→ Work task
Using the listing below, set down exactly the lines starting at the line that contains "Annotate the town" and ending at the line that contains "Target: apartment building", both included, and no others.

→ Listed entries
+---+

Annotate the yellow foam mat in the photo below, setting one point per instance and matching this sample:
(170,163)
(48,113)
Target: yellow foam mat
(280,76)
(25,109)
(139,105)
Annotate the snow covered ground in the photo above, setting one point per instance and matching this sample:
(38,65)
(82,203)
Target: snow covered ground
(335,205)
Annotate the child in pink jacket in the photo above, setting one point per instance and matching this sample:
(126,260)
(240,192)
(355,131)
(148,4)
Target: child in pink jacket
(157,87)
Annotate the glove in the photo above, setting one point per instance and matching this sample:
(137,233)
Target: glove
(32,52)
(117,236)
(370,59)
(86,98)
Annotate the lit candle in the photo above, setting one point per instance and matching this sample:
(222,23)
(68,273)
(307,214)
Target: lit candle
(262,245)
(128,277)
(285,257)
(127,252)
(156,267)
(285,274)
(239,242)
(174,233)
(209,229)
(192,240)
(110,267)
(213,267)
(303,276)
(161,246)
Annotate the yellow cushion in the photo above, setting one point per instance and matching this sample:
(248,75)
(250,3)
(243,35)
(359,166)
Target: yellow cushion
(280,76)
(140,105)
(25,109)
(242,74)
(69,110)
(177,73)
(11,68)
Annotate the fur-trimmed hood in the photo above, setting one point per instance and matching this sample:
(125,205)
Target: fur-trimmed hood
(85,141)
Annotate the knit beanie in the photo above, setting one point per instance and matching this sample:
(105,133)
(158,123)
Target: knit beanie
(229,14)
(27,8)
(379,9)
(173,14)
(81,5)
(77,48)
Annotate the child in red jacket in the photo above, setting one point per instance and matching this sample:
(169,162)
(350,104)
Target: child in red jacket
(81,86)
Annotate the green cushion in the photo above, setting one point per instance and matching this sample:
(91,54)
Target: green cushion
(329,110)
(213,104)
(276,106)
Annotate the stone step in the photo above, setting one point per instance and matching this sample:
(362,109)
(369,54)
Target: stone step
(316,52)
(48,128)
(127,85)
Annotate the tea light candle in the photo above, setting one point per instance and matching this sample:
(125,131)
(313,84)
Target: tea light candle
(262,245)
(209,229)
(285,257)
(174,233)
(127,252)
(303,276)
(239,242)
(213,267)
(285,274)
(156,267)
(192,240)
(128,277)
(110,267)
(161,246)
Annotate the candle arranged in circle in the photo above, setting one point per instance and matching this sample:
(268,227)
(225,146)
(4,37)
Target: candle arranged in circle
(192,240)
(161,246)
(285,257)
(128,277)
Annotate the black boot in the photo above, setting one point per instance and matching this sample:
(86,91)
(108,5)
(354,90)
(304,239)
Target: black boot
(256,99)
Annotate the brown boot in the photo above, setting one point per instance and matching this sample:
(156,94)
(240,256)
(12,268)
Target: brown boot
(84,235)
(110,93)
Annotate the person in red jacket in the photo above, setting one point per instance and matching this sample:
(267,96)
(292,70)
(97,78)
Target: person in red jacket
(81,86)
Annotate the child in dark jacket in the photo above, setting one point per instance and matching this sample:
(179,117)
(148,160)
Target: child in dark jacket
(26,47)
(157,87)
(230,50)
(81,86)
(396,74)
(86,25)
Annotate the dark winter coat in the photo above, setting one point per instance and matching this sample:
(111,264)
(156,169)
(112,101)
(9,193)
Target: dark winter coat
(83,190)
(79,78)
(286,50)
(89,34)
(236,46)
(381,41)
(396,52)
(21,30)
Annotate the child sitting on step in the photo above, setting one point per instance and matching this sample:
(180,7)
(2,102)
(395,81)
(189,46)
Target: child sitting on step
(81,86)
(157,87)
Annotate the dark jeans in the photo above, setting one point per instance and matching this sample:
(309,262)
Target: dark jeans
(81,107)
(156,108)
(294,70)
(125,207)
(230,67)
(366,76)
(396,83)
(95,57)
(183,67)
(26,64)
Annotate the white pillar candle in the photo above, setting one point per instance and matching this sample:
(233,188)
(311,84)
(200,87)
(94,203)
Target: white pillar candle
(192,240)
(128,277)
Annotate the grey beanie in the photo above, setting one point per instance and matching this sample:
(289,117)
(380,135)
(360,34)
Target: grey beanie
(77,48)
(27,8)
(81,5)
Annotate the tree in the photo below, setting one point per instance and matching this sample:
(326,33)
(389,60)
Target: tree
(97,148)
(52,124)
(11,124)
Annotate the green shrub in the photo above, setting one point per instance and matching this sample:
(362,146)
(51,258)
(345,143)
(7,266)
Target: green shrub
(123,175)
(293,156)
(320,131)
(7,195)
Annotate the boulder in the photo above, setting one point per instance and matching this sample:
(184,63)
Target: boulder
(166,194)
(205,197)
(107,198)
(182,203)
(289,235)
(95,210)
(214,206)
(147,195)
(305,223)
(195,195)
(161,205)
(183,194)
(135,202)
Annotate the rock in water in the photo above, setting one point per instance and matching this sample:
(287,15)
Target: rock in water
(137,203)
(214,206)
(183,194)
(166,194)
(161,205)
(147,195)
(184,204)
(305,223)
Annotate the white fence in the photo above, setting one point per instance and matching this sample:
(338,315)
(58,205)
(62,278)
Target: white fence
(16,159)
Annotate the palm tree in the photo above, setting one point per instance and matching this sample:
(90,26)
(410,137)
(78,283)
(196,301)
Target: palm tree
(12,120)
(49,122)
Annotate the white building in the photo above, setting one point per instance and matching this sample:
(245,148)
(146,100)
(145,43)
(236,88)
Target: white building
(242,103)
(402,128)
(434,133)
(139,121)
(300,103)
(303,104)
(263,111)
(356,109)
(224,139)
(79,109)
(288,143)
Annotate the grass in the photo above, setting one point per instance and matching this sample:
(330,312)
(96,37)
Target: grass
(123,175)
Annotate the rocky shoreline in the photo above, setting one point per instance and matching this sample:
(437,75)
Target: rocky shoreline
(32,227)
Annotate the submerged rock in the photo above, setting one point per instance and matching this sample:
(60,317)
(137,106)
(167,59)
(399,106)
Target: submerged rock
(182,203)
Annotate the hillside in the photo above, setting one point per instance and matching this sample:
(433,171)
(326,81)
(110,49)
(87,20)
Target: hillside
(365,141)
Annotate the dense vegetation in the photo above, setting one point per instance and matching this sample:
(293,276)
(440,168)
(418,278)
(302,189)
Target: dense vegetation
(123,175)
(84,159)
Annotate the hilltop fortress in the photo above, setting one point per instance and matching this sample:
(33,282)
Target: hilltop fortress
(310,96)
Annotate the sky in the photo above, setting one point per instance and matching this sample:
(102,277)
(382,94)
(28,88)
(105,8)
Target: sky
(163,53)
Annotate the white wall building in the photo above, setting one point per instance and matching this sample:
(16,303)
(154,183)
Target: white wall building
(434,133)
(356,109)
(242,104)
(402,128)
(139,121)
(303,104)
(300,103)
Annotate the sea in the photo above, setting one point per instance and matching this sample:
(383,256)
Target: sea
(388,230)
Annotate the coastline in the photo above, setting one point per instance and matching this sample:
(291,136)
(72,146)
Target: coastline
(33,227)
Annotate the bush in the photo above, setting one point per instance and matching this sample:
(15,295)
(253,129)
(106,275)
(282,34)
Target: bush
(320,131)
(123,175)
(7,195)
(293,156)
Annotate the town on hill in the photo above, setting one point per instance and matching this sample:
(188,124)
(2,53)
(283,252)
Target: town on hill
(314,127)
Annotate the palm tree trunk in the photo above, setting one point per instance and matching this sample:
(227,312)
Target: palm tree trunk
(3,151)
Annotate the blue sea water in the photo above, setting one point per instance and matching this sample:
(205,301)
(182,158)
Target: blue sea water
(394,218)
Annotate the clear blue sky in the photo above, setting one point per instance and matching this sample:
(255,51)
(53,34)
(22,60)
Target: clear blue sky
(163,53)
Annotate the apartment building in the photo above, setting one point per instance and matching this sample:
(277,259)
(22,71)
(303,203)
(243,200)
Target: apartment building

+---+

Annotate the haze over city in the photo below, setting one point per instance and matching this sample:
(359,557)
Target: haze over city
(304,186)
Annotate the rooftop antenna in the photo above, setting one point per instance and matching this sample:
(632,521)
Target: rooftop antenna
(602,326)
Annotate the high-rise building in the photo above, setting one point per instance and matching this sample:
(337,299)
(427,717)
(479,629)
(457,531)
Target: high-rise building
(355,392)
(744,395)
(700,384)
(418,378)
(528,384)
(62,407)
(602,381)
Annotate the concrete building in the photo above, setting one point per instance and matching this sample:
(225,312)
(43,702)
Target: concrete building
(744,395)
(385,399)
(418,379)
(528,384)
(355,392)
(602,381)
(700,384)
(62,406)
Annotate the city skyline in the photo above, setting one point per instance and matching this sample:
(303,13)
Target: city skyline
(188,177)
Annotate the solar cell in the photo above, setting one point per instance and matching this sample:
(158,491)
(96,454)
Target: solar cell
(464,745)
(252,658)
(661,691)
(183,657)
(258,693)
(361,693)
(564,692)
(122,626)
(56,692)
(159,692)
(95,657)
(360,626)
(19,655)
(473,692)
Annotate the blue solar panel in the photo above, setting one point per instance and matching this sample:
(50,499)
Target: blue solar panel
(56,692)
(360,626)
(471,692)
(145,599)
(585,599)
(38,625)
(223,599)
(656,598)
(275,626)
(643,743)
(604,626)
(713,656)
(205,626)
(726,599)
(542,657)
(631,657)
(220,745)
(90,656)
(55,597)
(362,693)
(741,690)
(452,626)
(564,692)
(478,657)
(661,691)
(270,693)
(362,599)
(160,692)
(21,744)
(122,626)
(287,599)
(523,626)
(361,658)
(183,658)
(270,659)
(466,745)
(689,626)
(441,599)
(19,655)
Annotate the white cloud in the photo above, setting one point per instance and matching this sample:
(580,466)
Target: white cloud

+---+

→ Task answer
Annotate the town on hill in the photo above, setting one point per instance and matching this sample:
(188,124)
(2,53)
(283,252)
Target: town on hill
(314,127)
Annotate the palm tree trunk in the photo above, setting one point per instance and matching this sample:
(227,312)
Target: palm tree trunk
(3,151)
Annotate the blue sea water in the photo above, setting one point per instance and matching this sample:
(205,301)
(182,158)
Target: blue sea water
(394,218)
Annotate the clear blue sky in the photo above, setting one point per instance and matching this sample:
(255,51)
(53,34)
(22,60)
Target: clear blue sky
(163,53)
Annotate the apartment building in the photo above, setting one point per instance and matching this sample:
(277,259)
(22,71)
(303,203)
(243,200)
Target: apartment building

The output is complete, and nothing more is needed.